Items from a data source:
★ ★ ★ ★ ★ ★ ★

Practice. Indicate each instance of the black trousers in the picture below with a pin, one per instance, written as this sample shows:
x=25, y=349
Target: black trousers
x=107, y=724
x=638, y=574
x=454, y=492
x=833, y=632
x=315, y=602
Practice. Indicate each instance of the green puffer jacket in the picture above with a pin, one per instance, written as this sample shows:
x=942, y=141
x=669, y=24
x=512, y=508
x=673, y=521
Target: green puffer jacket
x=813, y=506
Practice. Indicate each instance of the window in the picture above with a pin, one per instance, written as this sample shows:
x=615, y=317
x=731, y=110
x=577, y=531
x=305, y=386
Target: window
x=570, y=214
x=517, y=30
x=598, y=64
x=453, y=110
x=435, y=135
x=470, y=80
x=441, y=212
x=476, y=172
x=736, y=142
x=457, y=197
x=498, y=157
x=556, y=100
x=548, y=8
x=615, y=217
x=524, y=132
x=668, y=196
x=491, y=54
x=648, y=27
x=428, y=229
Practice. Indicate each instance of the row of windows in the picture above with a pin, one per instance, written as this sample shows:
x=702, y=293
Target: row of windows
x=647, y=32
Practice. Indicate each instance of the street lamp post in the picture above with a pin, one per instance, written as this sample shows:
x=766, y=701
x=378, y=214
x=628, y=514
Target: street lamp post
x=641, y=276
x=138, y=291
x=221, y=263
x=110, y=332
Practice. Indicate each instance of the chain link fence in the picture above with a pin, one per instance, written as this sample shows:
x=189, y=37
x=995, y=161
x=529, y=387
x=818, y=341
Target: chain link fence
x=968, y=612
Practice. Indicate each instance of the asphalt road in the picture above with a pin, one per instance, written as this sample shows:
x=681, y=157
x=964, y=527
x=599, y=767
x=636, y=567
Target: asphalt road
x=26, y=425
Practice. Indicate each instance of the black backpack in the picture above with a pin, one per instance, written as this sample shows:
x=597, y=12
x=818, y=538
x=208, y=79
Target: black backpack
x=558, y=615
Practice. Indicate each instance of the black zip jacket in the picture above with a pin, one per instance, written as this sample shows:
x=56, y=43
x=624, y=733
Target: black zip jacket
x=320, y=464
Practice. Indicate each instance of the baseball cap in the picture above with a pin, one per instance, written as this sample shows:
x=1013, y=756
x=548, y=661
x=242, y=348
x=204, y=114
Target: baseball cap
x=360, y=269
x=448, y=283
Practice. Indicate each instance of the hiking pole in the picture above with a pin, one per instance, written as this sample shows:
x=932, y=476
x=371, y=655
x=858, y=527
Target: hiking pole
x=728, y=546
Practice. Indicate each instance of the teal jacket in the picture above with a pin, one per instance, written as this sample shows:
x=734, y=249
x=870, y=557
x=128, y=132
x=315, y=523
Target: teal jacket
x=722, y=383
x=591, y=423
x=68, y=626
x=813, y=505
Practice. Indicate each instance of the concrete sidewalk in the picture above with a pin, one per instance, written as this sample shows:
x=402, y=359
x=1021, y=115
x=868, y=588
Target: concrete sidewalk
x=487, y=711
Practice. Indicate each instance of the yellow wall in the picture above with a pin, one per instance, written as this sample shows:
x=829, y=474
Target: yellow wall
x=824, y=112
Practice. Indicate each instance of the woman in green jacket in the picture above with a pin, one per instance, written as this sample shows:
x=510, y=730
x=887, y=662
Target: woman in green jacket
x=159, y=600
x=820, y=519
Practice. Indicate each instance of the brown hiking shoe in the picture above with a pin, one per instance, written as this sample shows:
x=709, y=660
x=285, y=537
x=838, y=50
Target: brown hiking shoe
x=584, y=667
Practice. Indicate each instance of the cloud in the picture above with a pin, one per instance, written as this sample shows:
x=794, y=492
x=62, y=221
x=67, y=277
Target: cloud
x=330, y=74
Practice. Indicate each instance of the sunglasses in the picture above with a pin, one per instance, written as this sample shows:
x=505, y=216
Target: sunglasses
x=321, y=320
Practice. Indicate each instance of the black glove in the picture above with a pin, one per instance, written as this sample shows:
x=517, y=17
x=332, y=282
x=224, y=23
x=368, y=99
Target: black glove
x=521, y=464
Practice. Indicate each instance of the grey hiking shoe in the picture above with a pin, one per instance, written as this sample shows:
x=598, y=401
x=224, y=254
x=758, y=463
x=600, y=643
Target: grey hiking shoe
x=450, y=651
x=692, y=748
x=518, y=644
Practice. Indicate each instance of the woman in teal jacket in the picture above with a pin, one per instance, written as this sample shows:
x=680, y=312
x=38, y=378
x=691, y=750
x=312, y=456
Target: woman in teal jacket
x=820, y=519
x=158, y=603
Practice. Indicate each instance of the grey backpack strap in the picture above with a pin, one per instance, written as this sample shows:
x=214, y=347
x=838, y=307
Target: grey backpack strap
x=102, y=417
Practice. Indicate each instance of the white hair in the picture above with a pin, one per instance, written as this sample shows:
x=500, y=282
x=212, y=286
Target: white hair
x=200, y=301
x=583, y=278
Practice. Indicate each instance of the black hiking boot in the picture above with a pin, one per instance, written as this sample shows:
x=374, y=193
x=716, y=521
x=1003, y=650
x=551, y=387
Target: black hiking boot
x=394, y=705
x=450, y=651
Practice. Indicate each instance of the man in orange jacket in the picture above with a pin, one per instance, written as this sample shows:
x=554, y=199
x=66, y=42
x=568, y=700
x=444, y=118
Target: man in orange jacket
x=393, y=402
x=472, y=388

★ ★ ★ ★ ★ ★ ★

SET PROBLEM -
Write out every item above word for word, keeping each line as it appears.

ANSWER IN FULL -
Practice. Indicate each instance of the black trousers in the picture below with a pin, one per instance, written as this sample shows:
x=25, y=349
Target: black trousers
x=107, y=724
x=638, y=574
x=454, y=492
x=833, y=632
x=315, y=602
Practice. Indicate each instance of the green puffer jacket in the picture above with a pin, one per instance, written as this sample shows:
x=942, y=141
x=669, y=24
x=512, y=508
x=673, y=521
Target: green puffer jacket
x=813, y=506
Practice. Indicate each instance of the window in the picture above with a pin, one per instance, written as this sample shows:
x=615, y=317
x=731, y=110
x=577, y=531
x=305, y=386
Target: window
x=570, y=214
x=517, y=30
x=598, y=64
x=453, y=110
x=435, y=135
x=470, y=80
x=441, y=212
x=476, y=172
x=736, y=142
x=457, y=197
x=498, y=157
x=556, y=100
x=548, y=8
x=615, y=217
x=524, y=132
x=668, y=196
x=491, y=54
x=648, y=27
x=428, y=229
Practice. Indicate each instance of the row of windows in the picture above with a pin, one per instance, written as this sample shows:
x=702, y=293
Target: row of windows
x=647, y=32
Practice. Indicate each instance of the street lamp post in the picture above with a pin, one per instance, written as this sample shows:
x=766, y=701
x=378, y=214
x=628, y=514
Target: street lamp post
x=641, y=276
x=138, y=291
x=221, y=263
x=110, y=332
Practice. Indicate each instance of the chain link fence in the picture above with a pin, one per instance, written as this sample shows:
x=189, y=37
x=995, y=161
x=529, y=387
x=818, y=341
Target: chain link fence
x=968, y=612
Practice. Indicate each instance of the asphalt road in the picture above with a pin, one per instance, written as this sample shows:
x=681, y=157
x=964, y=527
x=599, y=767
x=636, y=567
Target: asphalt road
x=26, y=425
Practice. Indicate each instance of the black backpack in the picture above with a pin, one per instance, written as this sample shows:
x=597, y=12
x=818, y=538
x=208, y=79
Target: black backpack
x=558, y=615
Practice. Indicate each instance of the black zip jacket in the picture above with a pin, one per instance, written as this sample shows:
x=56, y=43
x=624, y=733
Target: black zip jacket
x=320, y=464
Practice. Indicate each instance of the baseball cap in the picture above with a pin, one per instance, written as this sample shows:
x=1013, y=756
x=548, y=661
x=242, y=348
x=204, y=114
Target: baseball cap
x=360, y=269
x=448, y=283
Practice. Indicate each instance of the hiking pole in the picture above with a pin, one per instance, written as this sample shows:
x=932, y=476
x=371, y=655
x=858, y=527
Target: hiking pole
x=728, y=546
Practice. Indicate each instance of the teal jacket in the picture above with a pin, one per instance, written as this sample shows:
x=734, y=249
x=870, y=557
x=128, y=132
x=315, y=523
Target: teal jacket
x=722, y=383
x=591, y=423
x=68, y=626
x=813, y=505
Practice. Indicate each instance of the concrete sidewalk in the picture above with a pin, one per instance, written as this sample shows:
x=402, y=359
x=1021, y=115
x=868, y=588
Target: concrete sidewalk
x=487, y=711
Practice. Indicate each instance of the yellow wall in the picture above with a pin, one per instance, written as this sample shows:
x=829, y=474
Target: yellow wall
x=824, y=112
Practice. Indicate each instance of the woman in green jacket in the picture above with a pin, one per instance, written as this sample shows:
x=510, y=730
x=887, y=662
Target: woman in green jacket
x=159, y=600
x=820, y=519
Practice. Indicate each instance of the brown hiking shoe in the picture above with a pin, one per instance, written as this sample shows:
x=709, y=660
x=285, y=537
x=838, y=50
Target: brown hiking shoe
x=584, y=667
Practice. Indicate each instance of the cloud in the picture above with a pin, one per instance, written as this sample shows:
x=794, y=492
x=62, y=221
x=67, y=277
Target: cloud
x=330, y=74
Practice. Indicate each instance of the sunglasses in the picture above with a pin, one per instance, written as this sample shows:
x=505, y=216
Target: sunglasses
x=321, y=320
Practice. Indicate each instance of the black glove in the picture above with a pin, one per instance, written as this sample shows:
x=517, y=17
x=332, y=282
x=224, y=23
x=368, y=99
Target: black glove
x=521, y=464
Practice. Indicate each instance of the grey hiking shoe in the picture above with a pin, one per instance, written as this sample shows:
x=598, y=401
x=224, y=254
x=758, y=463
x=600, y=643
Target: grey hiking shoe
x=450, y=651
x=692, y=748
x=518, y=644
Practice. Indicate each instance of the woman in teal jacket in the picture above with a pin, one per instance, written as this sample shows:
x=680, y=312
x=38, y=378
x=691, y=750
x=312, y=456
Target: woman in teal jacket
x=820, y=519
x=158, y=603
Practice. Indicate each instance of the grey backpack strap in the picture above with a pin, one per instance, written as this sample shows:
x=214, y=347
x=838, y=307
Target: grey backpack strap
x=102, y=417
Practice. Indicate each instance of the white hair in the picture above with a pin, one per instance, written as this sample shows:
x=500, y=282
x=212, y=286
Target: white hair
x=200, y=301
x=583, y=278
Practice. Indicate each instance of the black hiking boot in the picture above with a pin, one per instance, written as this sample shows:
x=374, y=193
x=716, y=521
x=1003, y=650
x=551, y=387
Target: black hiking boot
x=394, y=705
x=450, y=651
Practice. Indicate each instance of the man in orange jacket in the picture above with a pin, one per instance, written as this sample shows:
x=554, y=199
x=66, y=42
x=568, y=700
x=444, y=118
Target: man in orange jacket
x=393, y=402
x=472, y=388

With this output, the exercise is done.